[[ Study text, beginning ]]
Understanding What Attracts Horse Flies
Horse flies locate hosts using sensory cues, primarily relying on vision. They are highly attracted to large, dark, moving objects that stand out against the horizon. Their visual system perceives dark colors as a large silhouette of a potential host animal.
Female horse flies are also drawn to thermal signatures, seeking out the body heat radiating from warm-blooded animals. They prefer sunlit and warmer targets, which explains their daytime activity pattern. The combination of visual attraction to dark objects and preference for warmth makes a dark shirt on a sunny day an irresistible target.
Beyond sight and heat, horse flies detect chemical signals in the air. They are attracted to carbon dioxide emitted from breath and sweat, which contains compounds like ammonia. These chemical cues signal the presence of a host, guiding the fly to the immediate area.
Personal Protection Strategies
Selecting the right clothing is the first line of defense against horse flies, as they are visually attracted to dark contrasts. Opting for light-colored clothing, such as white, tan, or light gray, reflects heat and makes you less visible. Wearing thick, tightly woven fabrics that cover exposed skin—including long sleeves and long pants—provides a physical barrier the fly’s mouthparts cannot easily penetrate.
Topical repellents offer another layer of protection by confusing the fly’s olfactory system. Repellents containing p-Menthane-3,8-diol (PMD), derived from oil of lemon eucalyptus (OLE), are effective options. Picaridin is another synthetic compound that demonstrates good efficacy against biting flies.
While DEET provides some protection, its effectiveness against horse flies varies compared to its use against mosquitoes. Permethrin-based products are designed to be applied to fabric only, offering a long-lasting deterrent effective through multiple washes. Strategically timing your outdoor activities can also reduce encounters, as horse flies are most active during the middle hours of the day.
[[ Study text, end ]]
Written task A
Copy the horse fly passage word for word, everything from "Topical repellents offer" down to "against biting flies.".
The passage on horse flies and the listing have no connection to each other.
[[ Data extracts, beginning ]]
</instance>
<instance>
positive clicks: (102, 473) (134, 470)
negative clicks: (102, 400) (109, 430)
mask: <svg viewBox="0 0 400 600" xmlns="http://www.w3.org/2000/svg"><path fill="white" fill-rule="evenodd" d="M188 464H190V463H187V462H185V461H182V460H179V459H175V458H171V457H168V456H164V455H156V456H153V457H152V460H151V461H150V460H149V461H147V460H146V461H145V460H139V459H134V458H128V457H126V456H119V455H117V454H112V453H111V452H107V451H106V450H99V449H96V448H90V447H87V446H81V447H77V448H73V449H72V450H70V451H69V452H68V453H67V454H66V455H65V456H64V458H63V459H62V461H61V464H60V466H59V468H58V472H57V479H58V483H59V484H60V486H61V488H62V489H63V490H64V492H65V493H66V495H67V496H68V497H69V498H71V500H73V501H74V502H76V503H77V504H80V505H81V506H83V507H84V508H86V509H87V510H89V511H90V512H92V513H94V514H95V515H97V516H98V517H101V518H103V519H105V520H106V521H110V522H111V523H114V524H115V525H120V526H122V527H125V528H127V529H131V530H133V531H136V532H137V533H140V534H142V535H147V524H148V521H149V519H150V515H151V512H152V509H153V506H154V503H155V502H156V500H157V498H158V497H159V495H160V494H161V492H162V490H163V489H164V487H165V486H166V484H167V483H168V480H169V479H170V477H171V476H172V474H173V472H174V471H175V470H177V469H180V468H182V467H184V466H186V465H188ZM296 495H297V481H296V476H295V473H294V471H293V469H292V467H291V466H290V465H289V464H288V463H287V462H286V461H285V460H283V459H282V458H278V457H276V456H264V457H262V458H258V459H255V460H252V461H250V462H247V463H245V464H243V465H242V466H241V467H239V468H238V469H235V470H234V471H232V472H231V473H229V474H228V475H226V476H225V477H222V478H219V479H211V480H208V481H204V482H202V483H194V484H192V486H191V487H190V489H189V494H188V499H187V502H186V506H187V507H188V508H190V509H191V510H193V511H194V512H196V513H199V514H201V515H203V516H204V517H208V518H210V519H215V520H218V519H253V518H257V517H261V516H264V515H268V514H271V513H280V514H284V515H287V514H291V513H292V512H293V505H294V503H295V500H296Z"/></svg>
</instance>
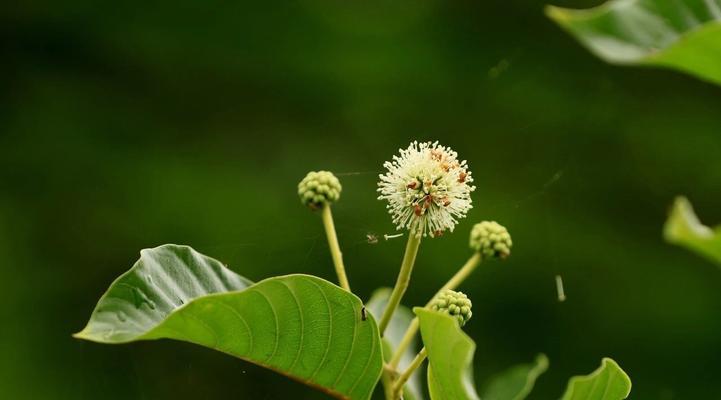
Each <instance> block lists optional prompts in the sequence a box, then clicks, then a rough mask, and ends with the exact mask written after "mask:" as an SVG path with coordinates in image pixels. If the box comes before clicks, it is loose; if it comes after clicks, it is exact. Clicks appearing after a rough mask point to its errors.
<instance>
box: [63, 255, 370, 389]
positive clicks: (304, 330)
mask: <svg viewBox="0 0 721 400" xmlns="http://www.w3.org/2000/svg"><path fill="white" fill-rule="evenodd" d="M362 306H363V305H362V303H361V301H360V299H358V298H357V297H356V296H355V295H353V294H351V293H349V292H347V291H345V290H343V289H341V288H339V287H338V286H336V285H334V284H332V283H330V282H328V281H325V280H323V279H320V278H317V277H313V276H310V275H287V276H281V277H275V278H269V279H266V280H264V281H261V282H259V283H256V284H252V285H251V284H250V282H249V281H247V280H246V279H244V278H242V277H240V276H238V275H237V274H234V273H233V272H232V271H230V270H228V269H227V268H225V267H224V266H222V264H220V263H219V262H218V261H216V260H214V259H212V258H209V257H206V256H203V255H202V254H200V253H197V252H195V251H194V250H192V249H190V248H189V247H185V246H174V245H166V246H161V247H158V248H155V249H150V250H143V252H141V259H140V260H139V261H138V263H136V265H135V266H134V267H133V268H132V269H131V270H130V271H128V272H127V273H125V274H123V275H122V276H121V277H120V278H119V279H118V280H116V281H115V282H114V283H113V284H112V285H111V287H110V288H109V289H108V291H107V292H106V294H105V295H104V296H103V297H102V298H101V299H100V301H99V302H98V306H97V307H96V309H95V311H94V312H93V314H92V316H91V318H90V321H89V322H88V325H87V326H86V327H85V329H83V330H82V331H81V332H80V333H78V334H76V335H75V336H76V337H78V338H81V339H86V340H91V341H95V342H100V343H126V342H130V341H136V340H152V339H163V338H167V339H176V340H182V341H186V342H191V343H196V344H199V345H202V346H206V347H209V348H212V349H216V350H219V351H222V352H224V353H228V354H230V355H233V356H236V357H238V358H241V359H244V360H247V361H249V362H252V363H255V364H258V365H261V366H264V367H267V368H269V369H272V370H275V371H277V372H279V373H282V374H285V375H287V376H289V377H291V378H294V379H296V380H298V381H301V382H303V383H306V384H309V385H311V386H314V387H317V388H318V389H320V390H323V391H325V392H327V393H328V394H331V395H333V396H335V397H338V398H348V399H363V400H365V399H368V398H370V396H371V394H372V392H373V389H374V388H375V386H376V383H377V381H378V379H379V377H380V373H381V368H382V354H381V345H380V337H379V334H378V328H377V326H376V323H375V320H374V318H373V316H371V315H369V316H367V318H365V319H363V317H362V311H361V310H362Z"/></svg>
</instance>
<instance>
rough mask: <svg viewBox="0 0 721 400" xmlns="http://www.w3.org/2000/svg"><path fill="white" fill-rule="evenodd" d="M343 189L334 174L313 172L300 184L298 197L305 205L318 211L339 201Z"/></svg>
mask: <svg viewBox="0 0 721 400" xmlns="http://www.w3.org/2000/svg"><path fill="white" fill-rule="evenodd" d="M341 189H342V186H341V185H340V181H339V180H338V178H336V177H335V175H333V173H332V172H328V171H312V172H309V173H308V175H306V176H305V178H303V180H302V181H300V183H299V184H298V195H299V196H300V201H301V202H302V203H303V204H305V205H306V206H308V207H310V208H312V209H318V208H321V207H323V206H324V205H325V204H330V203H333V202H334V201H337V200H338V199H339V198H340V192H341Z"/></svg>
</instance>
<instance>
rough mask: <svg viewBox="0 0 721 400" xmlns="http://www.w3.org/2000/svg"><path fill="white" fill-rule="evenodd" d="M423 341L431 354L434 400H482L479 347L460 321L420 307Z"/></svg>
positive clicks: (433, 398) (419, 307) (419, 318)
mask: <svg viewBox="0 0 721 400" xmlns="http://www.w3.org/2000/svg"><path fill="white" fill-rule="evenodd" d="M413 311H414V312H415V313H416V315H417V316H418V319H419V322H420V327H421V337H422V338H423V344H424V345H425V347H426V351H427V352H428V363H429V365H428V391H429V392H430V395H431V399H432V400H478V399H479V397H478V393H477V392H476V389H475V385H474V383H473V353H474V352H475V350H476V344H475V343H474V342H473V340H472V339H471V338H470V337H468V335H466V334H465V333H463V331H462V330H461V328H460V327H459V326H458V320H457V319H454V318H451V317H450V316H448V315H446V314H442V313H439V312H437V311H431V310H427V309H424V308H421V307H416V308H414V309H413Z"/></svg>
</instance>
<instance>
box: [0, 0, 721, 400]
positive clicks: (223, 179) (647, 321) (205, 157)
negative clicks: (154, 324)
mask: <svg viewBox="0 0 721 400" xmlns="http://www.w3.org/2000/svg"><path fill="white" fill-rule="evenodd" d="M597 3H598V2H597V1H596V2H590V1H570V0H569V1H557V2H555V4H557V5H563V6H571V7H586V6H591V5H595V4H597ZM543 4H544V2H541V1H530V0H486V1H479V2H472V1H449V2H441V1H437V0H432V1H428V2H414V1H408V0H399V1H393V2H390V1H370V2H367V1H364V2H360V3H357V4H356V3H347V2H330V1H321V0H302V1H299V2H292V3H289V4H286V3H279V4H270V2H232V1H218V0H211V1H207V2H194V1H177V2H162V3H147V2H115V3H111V2H102V3H101V2H91V1H86V2H62V3H60V2H57V3H53V4H43V3H42V2H34V1H30V2H9V3H5V4H4V5H3V6H2V11H1V12H0V41H1V42H0V74H1V75H0V76H2V78H0V104H1V106H0V166H1V169H0V178H1V179H0V260H1V261H0V263H1V265H0V282H2V286H3V289H2V292H1V293H2V294H0V300H1V301H0V317H1V320H0V321H1V322H0V349H2V354H1V356H0V397H2V398H6V399H131V398H132V399H177V398H183V399H185V398H187V399H224V398H238V399H320V398H323V395H321V394H320V393H318V392H315V391H314V390H312V389H309V388H306V387H304V386H302V385H300V384H298V383H295V382H292V381H288V380H286V379H285V378H283V377H280V376H278V375H276V374H274V373H272V372H269V371H266V370H264V369H261V368H258V367H255V366H253V365H250V364H248V363H246V362H243V361H240V360H236V359H233V358H230V357H228V356H225V355H222V354H219V353H215V352H212V351H210V350H207V349H203V348H198V347H195V346H193V345H190V344H185V343H177V342H170V341H161V342H146V343H138V344H133V345H125V346H107V345H97V344H93V343H86V342H81V341H78V340H74V339H72V338H71V337H70V334H71V333H73V332H75V331H78V330H79V329H81V328H82V327H83V326H84V324H85V322H86V320H87V318H88V317H89V315H90V312H91V310H92V308H93V306H94V304H95V302H96V300H97V299H98V298H99V296H100V295H101V294H102V293H103V291H104V290H105V289H106V288H107V286H108V285H109V284H110V282H111V281H112V280H113V279H114V278H115V277H116V276H118V275H119V274H121V273H122V272H124V271H125V270H126V269H128V268H130V266H132V264H133V263H134V262H135V260H136V259H137V258H138V251H139V249H141V248H145V247H153V246H156V245H159V244H162V243H181V244H189V245H192V246H194V247H195V248H196V249H198V250H199V251H201V252H204V253H206V254H208V255H211V256H214V257H216V258H218V259H220V260H222V261H223V262H226V263H227V264H229V266H230V267H231V268H232V269H234V270H235V271H237V272H239V273H241V274H243V275H245V276H247V277H248V278H250V279H253V280H259V279H262V278H264V277H269V276H272V275H278V274H286V273H293V272H308V273H313V274H317V275H320V276H322V277H325V278H327V279H331V280H333V279H334V274H333V269H332V266H331V260H330V257H329V255H328V251H327V247H326V244H325V241H324V236H323V231H322V227H321V224H320V219H319V215H314V214H312V213H311V212H309V211H308V210H306V209H304V208H303V207H302V206H301V205H300V203H299V201H298V198H297V195H296V184H297V182H298V181H299V180H300V179H301V178H302V177H303V176H304V174H305V173H306V172H307V171H309V170H315V169H330V170H332V171H334V172H336V173H337V174H338V175H339V176H340V178H341V180H342V183H343V185H344V191H343V195H342V198H341V201H340V202H339V203H338V205H337V206H336V207H335V211H334V212H335V217H336V224H337V226H338V229H339V236H340V241H341V244H342V246H343V247H344V252H345V258H346V263H347V265H348V267H349V275H350V279H351V283H352V286H353V288H354V290H355V291H356V293H357V294H358V295H359V296H361V297H362V298H365V299H367V298H368V296H369V295H370V293H371V292H372V291H373V289H374V288H376V287H378V286H381V285H391V284H392V283H393V282H394V280H395V274H396V272H397V268H398V266H399V263H400V258H401V254H402V251H403V247H404V239H396V240H391V241H387V242H386V241H382V240H381V242H380V243H378V244H369V243H368V241H367V239H366V236H367V235H368V234H376V235H383V234H384V233H392V232H393V229H394V228H393V226H392V225H391V221H390V217H389V216H388V215H387V214H386V212H385V208H384V204H382V203H381V202H379V201H377V200H376V193H375V188H376V179H377V174H378V173H379V172H380V171H381V165H382V163H383V161H385V160H388V159H390V157H391V155H392V154H394V153H395V152H396V151H397V149H398V148H399V147H405V146H407V144H408V143H409V142H410V141H411V140H414V139H418V140H440V141H441V142H442V143H444V144H446V145H449V146H451V147H452V148H453V149H455V150H456V151H458V152H459V154H460V156H461V157H462V158H465V159H467V160H468V162H469V165H470V168H471V170H472V171H473V174H474V177H475V180H476V185H477V187H478V189H477V190H476V192H475V194H474V206H475V207H474V209H473V210H472V212H471V213H470V214H469V216H468V218H467V219H466V220H464V221H463V222H462V223H461V224H460V225H459V226H458V227H457V229H456V232H455V233H453V234H450V235H446V236H445V237H443V238H440V239H433V240H427V241H425V242H424V243H423V245H422V247H421V254H420V256H419V257H420V258H419V261H418V263H417V266H416V271H415V274H414V276H413V282H412V287H411V289H410V291H409V292H408V294H407V296H406V298H405V301H404V302H405V303H406V304H408V305H413V304H419V303H423V302H425V300H426V299H427V298H428V297H429V296H430V295H431V294H432V293H433V292H434V291H435V289H436V288H437V287H438V286H439V285H440V284H441V283H442V282H444V281H445V279H447V278H448V277H449V276H450V275H451V274H452V273H453V272H454V271H455V269H456V268H457V267H458V266H460V265H461V263H462V262H464V261H465V260H466V258H467V257H468V256H469V250H468V248H467V243H466V241H467V237H468V233H469V232H470V228H471V226H472V224H473V223H474V222H477V221H479V220H482V219H495V220H498V221H499V222H501V223H503V224H505V225H507V226H508V227H509V229H510V230H511V232H512V234H513V237H514V243H515V247H514V249H513V256H512V257H511V258H510V259H509V260H507V261H506V262H503V263H489V264H486V265H484V266H483V268H481V269H480V270H479V271H478V272H477V273H476V274H475V275H474V276H473V278H472V279H471V280H470V281H468V282H467V284H465V285H464V286H463V288H462V289H463V290H464V291H466V292H467V293H469V295H470V297H471V298H472V299H473V303H474V319H473V321H472V322H471V323H470V324H469V325H468V326H467V329H466V331H467V332H468V333H469V334H470V335H471V336H472V337H473V338H474V339H475V340H476V342H477V344H478V349H477V352H476V358H475V378H476V382H477V384H478V385H479V386H480V387H482V386H483V385H484V383H485V382H486V380H487V379H488V378H489V377H490V376H491V375H493V374H494V373H497V372H499V371H500V370H502V369H504V368H506V367H508V366H510V365H513V364H515V363H518V362H527V361H530V360H531V359H532V358H533V357H534V355H535V354H536V353H537V352H545V353H546V354H548V356H549V358H550V360H551V369H550V372H549V373H548V374H546V375H544V376H543V377H542V378H541V380H540V381H539V383H538V385H537V389H536V390H535V392H534V394H533V395H532V397H531V399H555V398H558V397H560V394H561V393H562V391H563V388H564V387H565V384H566V381H567V378H568V377H569V376H571V375H574V374H580V373H588V372H590V371H591V370H593V369H594V368H596V366H597V365H598V364H599V363H600V359H601V357H603V356H610V357H613V358H615V359H616V360H617V361H618V362H619V363H620V364H621V365H622V366H623V367H624V369H625V370H626V371H627V372H628V373H629V375H630V376H631V377H632V379H633V382H634V388H633V392H632V395H631V396H632V398H633V399H639V400H645V399H649V400H651V399H653V400H656V399H661V400H670V399H711V398H716V397H717V396H718V394H717V393H718V390H719V387H718V385H719V384H718V376H719V374H720V373H721V362H720V361H721V334H720V333H721V274H720V273H719V270H718V269H717V268H716V267H714V266H713V265H711V264H710V263H708V262H706V261H705V260H702V259H700V258H698V257H696V256H694V255H692V254H689V253H687V252H686V251H684V250H682V249H679V248H675V247H671V246H669V245H666V244H665V243H664V242H663V241H662V238H661V226H662V223H663V221H664V219H665V216H666V213H667V208H668V206H669V205H670V202H671V200H672V199H673V197H674V196H675V195H676V194H686V195H688V196H689V198H690V199H691V200H692V201H693V203H694V205H695V206H696V209H697V211H698V212H699V214H700V216H701V218H702V219H704V220H705V221H708V222H709V223H713V222H719V221H721V209H719V207H718V204H719V200H720V199H721V157H719V154H721V114H720V113H719V110H721V88H719V87H714V86H711V85H709V84H706V83H703V82H701V81H698V80H695V79H693V78H690V77H687V76H684V75H680V74H677V73H674V72H669V71H662V70H650V69H633V68H620V67H612V66H609V65H606V64H604V63H603V62H601V61H599V60H597V59H595V58H594V57H593V56H592V55H590V54H589V53H588V52H587V51H586V50H584V49H583V48H581V47H580V46H579V45H578V44H577V43H575V42H574V40H573V39H571V38H570V37H569V36H567V35H566V34H564V33H563V32H562V31H561V30H560V29H558V28H557V27H556V26H554V25H553V24H552V23H551V22H550V21H549V20H547V19H546V18H545V17H544V16H543V13H542V6H543ZM556 274H560V275H562V276H563V279H564V282H565V288H566V294H567V296H568V300H567V301H566V302H565V303H559V302H558V301H557V299H556V289H555V283H554V276H555V275H556Z"/></svg>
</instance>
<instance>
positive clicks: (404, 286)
mask: <svg viewBox="0 0 721 400" xmlns="http://www.w3.org/2000/svg"><path fill="white" fill-rule="evenodd" d="M420 245H421V237H420V236H418V235H416V234H415V233H414V232H409V233H408V243H406V252H405V254H404V255H403V262H402V263H401V270H400V272H399V273H398V279H397V280H396V285H395V287H393V292H391V297H390V298H389V299H388V305H386V309H385V310H383V315H382V316H381V321H380V322H379V323H378V329H379V331H380V333H381V336H383V333H384V332H385V330H386V328H387V327H388V323H389V322H390V321H391V317H392V316H393V313H394V312H395V311H396V308H398V305H399V304H400V303H401V299H402V298H403V294H404V293H405V292H406V289H408V283H409V282H410V280H411V272H412V271H413V264H415V262H416V256H417V255H418V247H419V246H420Z"/></svg>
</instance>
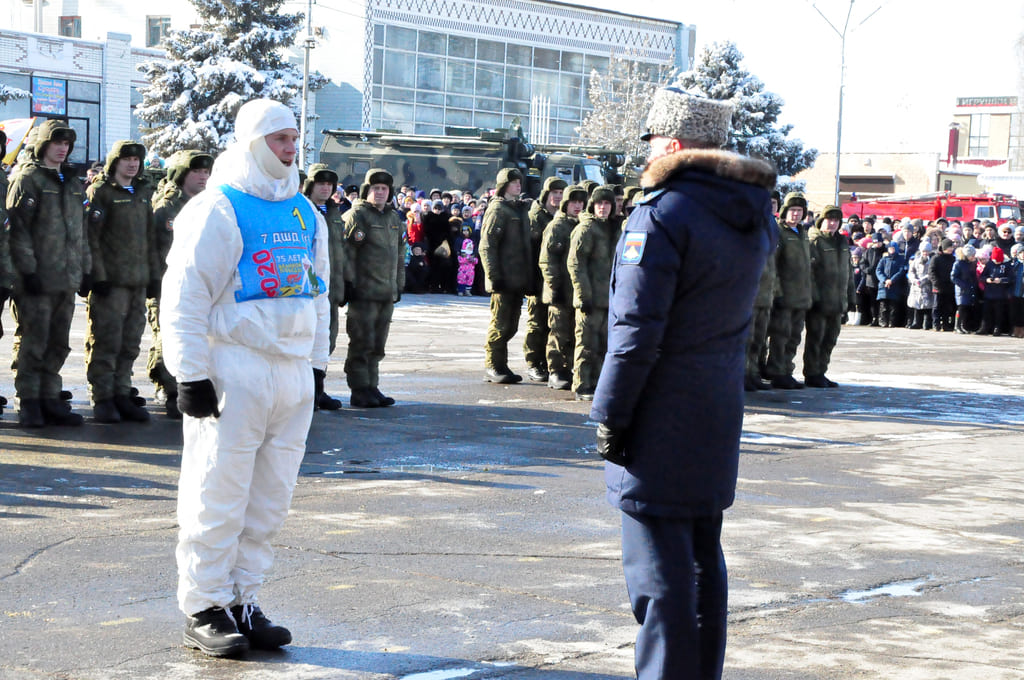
[[ Data extracts, end ]]
Written task B
In the listing, repeat word for word everything from the line containing "Each <instance> block" down to the line containing "positive clicks: (304, 330)", including both of those lines.

Exercise answer A
Topical repellents offer another layer of protection by confusing the fly’s olfactory system. Repellents containing p-Menthane-3,8-diol (PMD), derived from oil of lemon eucalyptus (OLE), are effective options. Picaridin is another synthetic compound that demonstrates good efficacy against biting flies.

Exercise answer B
Each <instance> block lists optional prompts in the sequence a box, then clicks, then a rough mask, and ends with the exact mask written after "mask:" as an SVG path with coordinates in image pixels. If the box comes before clicks, it is loose; if it comes after clicks, it is exact. Clicks appearing after a rough mask point to its errors.
<instance>
box: [63, 255, 370, 389]
positive clicks: (304, 330)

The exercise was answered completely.